- [WHAT YOU SHOULD DO] Reproduce every one of the records below verbatim, line by line, without alteration.

..............................

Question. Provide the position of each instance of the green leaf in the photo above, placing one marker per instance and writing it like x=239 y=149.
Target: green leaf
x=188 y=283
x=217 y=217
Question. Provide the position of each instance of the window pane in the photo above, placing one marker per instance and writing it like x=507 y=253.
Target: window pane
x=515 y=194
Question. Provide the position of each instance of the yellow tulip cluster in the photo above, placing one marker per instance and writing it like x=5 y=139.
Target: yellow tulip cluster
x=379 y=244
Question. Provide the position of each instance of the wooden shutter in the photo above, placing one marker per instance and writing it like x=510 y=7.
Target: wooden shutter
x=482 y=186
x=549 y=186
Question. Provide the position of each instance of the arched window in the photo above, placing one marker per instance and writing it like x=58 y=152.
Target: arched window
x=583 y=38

..............................

- [THE RESULT]
Question. Provide the position of each instance of the green leaf in the photo above, placing one marker per instance and writing it like x=239 y=149.
Target: green leaf
x=188 y=283
x=217 y=217
Question. Provide the position of each instance of the window pane in the photo above, placing one marker per instance and writing it like x=507 y=253.
Target: window pane
x=515 y=194
Question. Provide the position of each instance of the yellow tulip cluster in the photo above, placing one marker per instance and writing it like x=5 y=139.
Target: yellow tulip cluster
x=379 y=244
Question. Provide the position of each instance of the wooden shutter in the photo above, placing one marker per instance and writing it like x=510 y=7.
Target: wooden shutter
x=482 y=186
x=549 y=186
Question. Provide the position of each instance of the arched window in the photo above, placing one marker per instance and writing it like x=58 y=152.
Target: arched window
x=583 y=38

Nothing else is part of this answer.